**ABOUT THIS TASK:**
The following data has a line with "rough mask: <svg" and a line with "positive clicks: (194, 234)". Write out exactly those lines and all the lines between them.

**RECORDS PROVIDED:**
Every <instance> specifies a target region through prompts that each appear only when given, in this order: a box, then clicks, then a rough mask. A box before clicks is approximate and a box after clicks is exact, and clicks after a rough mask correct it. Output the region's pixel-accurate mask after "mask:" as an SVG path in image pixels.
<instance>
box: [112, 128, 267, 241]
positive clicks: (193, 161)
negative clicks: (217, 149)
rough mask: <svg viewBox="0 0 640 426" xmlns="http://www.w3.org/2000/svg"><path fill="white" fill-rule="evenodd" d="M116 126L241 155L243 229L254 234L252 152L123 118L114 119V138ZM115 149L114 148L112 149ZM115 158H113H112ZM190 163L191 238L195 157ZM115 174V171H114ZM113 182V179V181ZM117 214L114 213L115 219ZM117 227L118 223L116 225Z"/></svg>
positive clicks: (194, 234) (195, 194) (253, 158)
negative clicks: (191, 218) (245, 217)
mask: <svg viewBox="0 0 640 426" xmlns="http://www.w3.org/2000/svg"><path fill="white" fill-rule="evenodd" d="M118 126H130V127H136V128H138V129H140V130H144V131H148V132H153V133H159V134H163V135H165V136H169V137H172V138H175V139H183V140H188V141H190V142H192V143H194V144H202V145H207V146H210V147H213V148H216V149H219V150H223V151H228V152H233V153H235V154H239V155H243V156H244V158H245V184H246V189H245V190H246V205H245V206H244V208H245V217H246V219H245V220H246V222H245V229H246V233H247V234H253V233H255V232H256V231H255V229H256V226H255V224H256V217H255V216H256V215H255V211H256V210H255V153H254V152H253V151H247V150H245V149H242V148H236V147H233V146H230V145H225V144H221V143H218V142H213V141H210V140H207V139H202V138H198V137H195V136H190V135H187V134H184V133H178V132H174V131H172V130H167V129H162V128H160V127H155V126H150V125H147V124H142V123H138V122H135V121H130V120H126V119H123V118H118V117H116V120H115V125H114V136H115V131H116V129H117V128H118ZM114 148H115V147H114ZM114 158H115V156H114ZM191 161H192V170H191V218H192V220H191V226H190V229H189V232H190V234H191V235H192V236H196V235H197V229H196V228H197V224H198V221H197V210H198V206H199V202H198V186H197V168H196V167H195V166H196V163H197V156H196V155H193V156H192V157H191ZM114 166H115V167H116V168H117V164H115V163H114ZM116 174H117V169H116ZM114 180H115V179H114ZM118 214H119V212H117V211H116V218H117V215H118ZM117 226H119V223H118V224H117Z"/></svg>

**SOLUTION BELOW:**
rough mask: <svg viewBox="0 0 640 426" xmlns="http://www.w3.org/2000/svg"><path fill="white" fill-rule="evenodd" d="M116 126L241 155L243 229L254 234L252 152L123 118L114 119V138ZM115 149L114 148L112 149ZM115 158H113H112ZM190 163L191 238L195 157ZM115 174V171H114ZM113 182V179V181ZM117 214L114 213L115 219ZM117 227L118 223L116 225Z"/></svg>
positive clicks: (194, 234) (195, 194) (253, 158)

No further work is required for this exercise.